┌─ Excerpt

By Marice Richter
Wealthy Dallas businessman Monty Bennett, who runs a real estate investment trust with holdings of high-end hotels and resorts that include The Ashton Hotel in Fort Worth, may be the beneficiary of the largest payout from the federal government’s Paycheck Protection Program.
The U.S. Small Business Administration’s low-interest loan program aimed at helping small businesses adversely impacted the by COVID-19 outbreak approved loans from Key Bank for Bennett’s Ashford Hospitality Trust of $30.1 million, according to public documents. The company received $29.9 million as of April 21.
Separately, Braemar Hotels & Resorts Inc., a real estate investment trust that is advised by Bennett’s asset management firm, Ashford Inc., was approved for $15.8 million in loans through the SBA program, according to public documents. The company received about $10.6 million from Key Bank as of April 21 but anticipates receiving more.
The combined $46 million in loans is the largest awarded to any public company, according to research of public disclosures by The Wall Street Journal. The $30.1 million is about 10 times the average amount a public company received.
The two REITS had combined revenue of nearly $2 billion at the end of 2019.

└─
┌─ Given data

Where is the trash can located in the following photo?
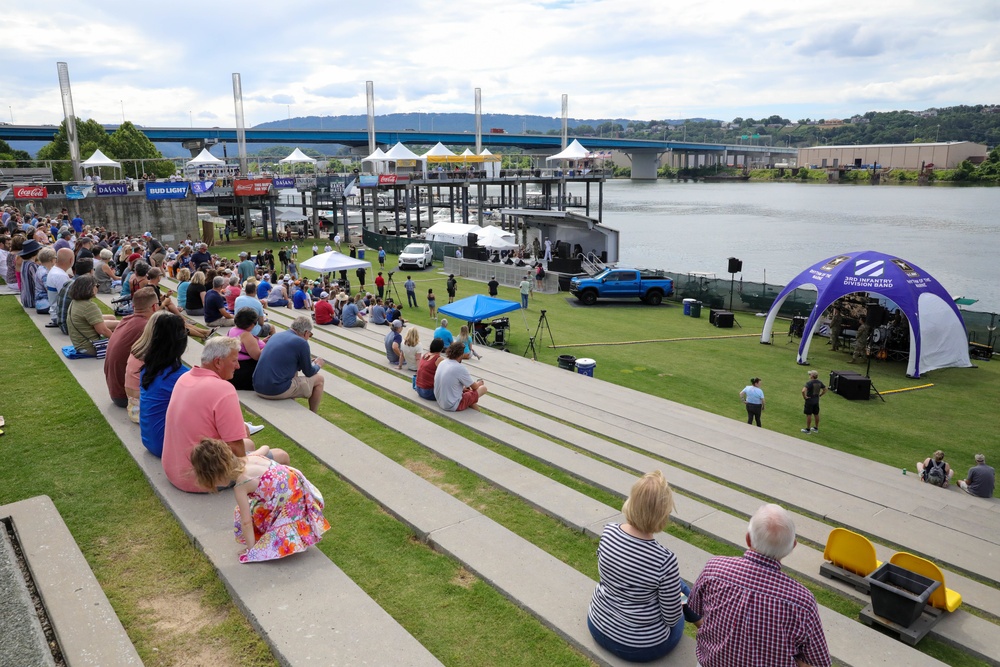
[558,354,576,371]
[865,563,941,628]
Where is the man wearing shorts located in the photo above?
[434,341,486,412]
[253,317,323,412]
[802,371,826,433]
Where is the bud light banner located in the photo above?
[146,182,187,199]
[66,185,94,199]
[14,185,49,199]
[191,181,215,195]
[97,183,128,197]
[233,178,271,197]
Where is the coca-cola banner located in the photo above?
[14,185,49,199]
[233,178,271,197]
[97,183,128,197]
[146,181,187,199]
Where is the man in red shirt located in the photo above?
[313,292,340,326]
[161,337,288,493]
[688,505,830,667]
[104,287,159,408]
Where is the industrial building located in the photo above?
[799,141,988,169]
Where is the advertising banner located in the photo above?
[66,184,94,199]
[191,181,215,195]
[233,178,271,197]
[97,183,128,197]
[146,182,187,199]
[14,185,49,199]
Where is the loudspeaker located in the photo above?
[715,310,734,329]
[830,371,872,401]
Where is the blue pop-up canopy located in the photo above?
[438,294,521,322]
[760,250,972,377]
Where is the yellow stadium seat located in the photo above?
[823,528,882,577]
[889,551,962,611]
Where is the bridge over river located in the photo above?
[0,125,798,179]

└─
┌─ Given data

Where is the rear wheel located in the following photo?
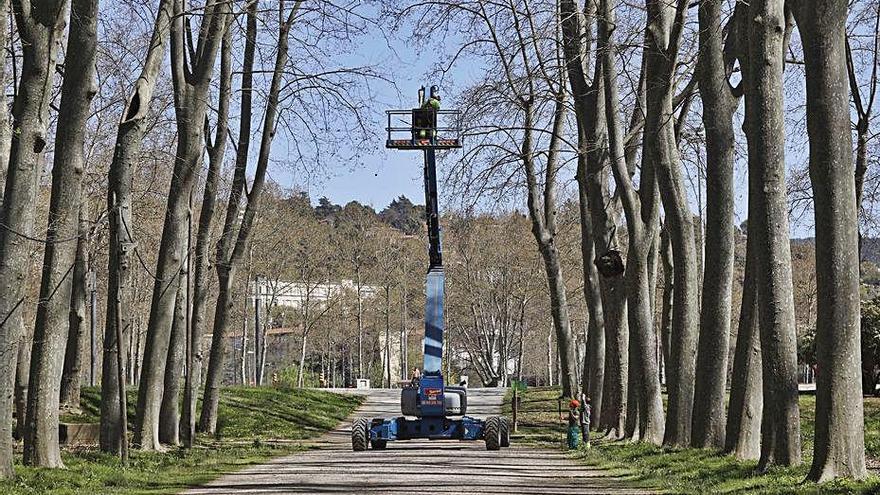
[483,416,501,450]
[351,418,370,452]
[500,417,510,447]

└─

- Assignment 1 -
According to the loan article, how much had Braemar Hotels & Resorts Inc. received from Key Bank as of April 21?
- Assignment 2 -
Reproduce verbatim the part of the loan article that opens with the words containing "Separately, Braemar Hotels" and closes with "public company received.".

- Your response 1 -
About $10.6 million.

- Your response 2 -
Separately, Braemar Hotels & Resorts Inc., a real estate investment trust that is advised by Bennett’s asset management firm, Ashford Inc., was approved for $15.8 million in loans through the SBA program, according to public documents. The company received about $10.6 million from Key Bank as of April 21 but anticipates receiving more.
The combined $46 million in loans is the largest awarded to any public company, according to research of public disclosures by The Wall Street Journal. The $30.1 million is about 10 times the average amount a public company received.